### Extrait

La santé du père Magnan ne semble cependant pas causer beaucoup de préoccupations aux autorités oblates puisque, dès le 17 août, quelques jours avant la lettre du père Aubert à l’évêque, le conseil général l’a nommé supérieur du grand séminaire de Fréjus, en remplacement du père Jean Lagier, nommé au grand séminaire de Quimper, dont la Congrégation vient d’accepter la direction. Par lettre du 3 septembre 1856, Mgr de Mazenod annonce ce changement à Mgr Jordany, évêque de Fréjus: «Le supérieur que je vous destine et que j’ai l’honneur de vous présenter, écrit-il, est un homme très capable, d’un bon caractère, ayant une très bonne tenue, et déjà expérimenté dans le ministère des grands séminaires. Il est depuis dix ans supérieur du grand séminaire d’Ajaccio et il a eu le talent de vivre dans ce long espace de temps dans la meilleure harmonie, je ne dis pas seulement avec les évêques dont l’un lui accordait sa confiance intime pour la confession, mais avec tout le clergé du diocèse…»

Peu après son arrivée à Fréjus, le 23 novembre 1856, le père Magnan annonce à Mgr de Mazenod que sa santé est bonne et qu’il est satisfait de la conduite des pères du personnel et des cinquante-sept séminaristes. Mgr Jordany n’aime cependant pas ce supérieur qui, semble-t-il, est peu à son affaire. Dans le procès-verbal du conseil général, le 26 septembre 1858, on lit ceci: le père Magnan recevra «quelques avis un peu serrés au sujet de la négligence qu’on lui reproche dans l’accomplissement de ses devoirs de supérieur». En juin 1859, le Fondateur écrit au père Ambroise Vincens, provincial du Nord, qu’il a nommé le père Magnan supérieur de la nouvelle maison de Paris et, ajoute-t-il, «ce sera une grosse affaire que de [le] remplacer à Fréjus, non point qu’il y doive faire grandement faute, mais c’est que nous allons démonter Vico en lui enlevant le père Balaïn», qui sera nommé à Fréjus.

Supérieur à Paris (1859-1865)
Les Sœurs de la Sainte-Famille de Bordeaux ont alors plusieurs maisons et œuvres à Paris. Après leur affiliation à la Congrégation en 1859, elles demandent des Oblats comme aumôniers. Afin de permettre à ces pères de vivre en communauté, Mgr de Mazenod décide d’ouvrir une maison dans la capitale. Il cherche en vain une paroisse. En 1859, il trouve une habitation provisoire au no 22 de la rue des Batignolles et fait venir les pères Magnan, Charles Baret et Léon F. Delpeuch. Il faut, écrit-il au provincial: «Des hommes réguliers, édifiants, propres à diriger des communautés religieuses et capables de se distinguer dans les chaires de Paris.»

### Données fournies
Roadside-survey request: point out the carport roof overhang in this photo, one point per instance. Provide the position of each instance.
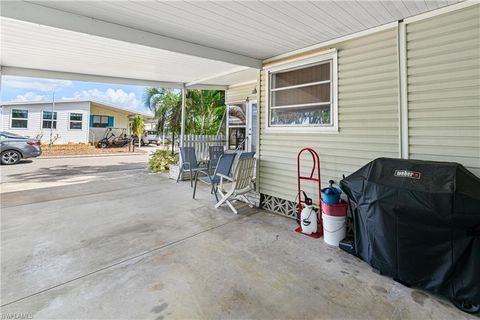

### Travail demandé
Renvoyez mot pour mot, dans l'extrait sur le père Magnan, le passage qui commence par les mots contenant « Peu après son » et se termine par « nommé à Fréjus. ».

### Réponse
Peu après son arrivée à Fréjus, le 23 novembre 1856, le père Magnan annonce à Mgr de Mazenod que sa santé est bonne et qu’il est satisfait de la conduite des pères du personnel et des cinquante-sept séminaristes. Mgr Jordany n’aime cependant pas ce supérieur qui, semble-t-il, est peu à son affaire. Dans le procès-verbal du conseil général, le 26 septembre 1858, on lit ceci: le père Magnan recevra «quelques avis un peu serrés au sujet de la négligence qu’on lui reproche dans l’accomplissement de ses devoirs de supérieur». En juin 1859, le Fondateur écrit au père Ambroise Vincens, provincial du Nord, qu’il a nommé le père Magnan supérieur de la nouvelle maison de Paris et, ajoute-t-il, «ce sera une grosse affaire que de [le] remplacer à Fréjus, non point qu’il y doive faire grandement faute, mais c’est que nous allons démonter Vico en lui enlevant le père Balaïn», qui sera nommé à Fréjus.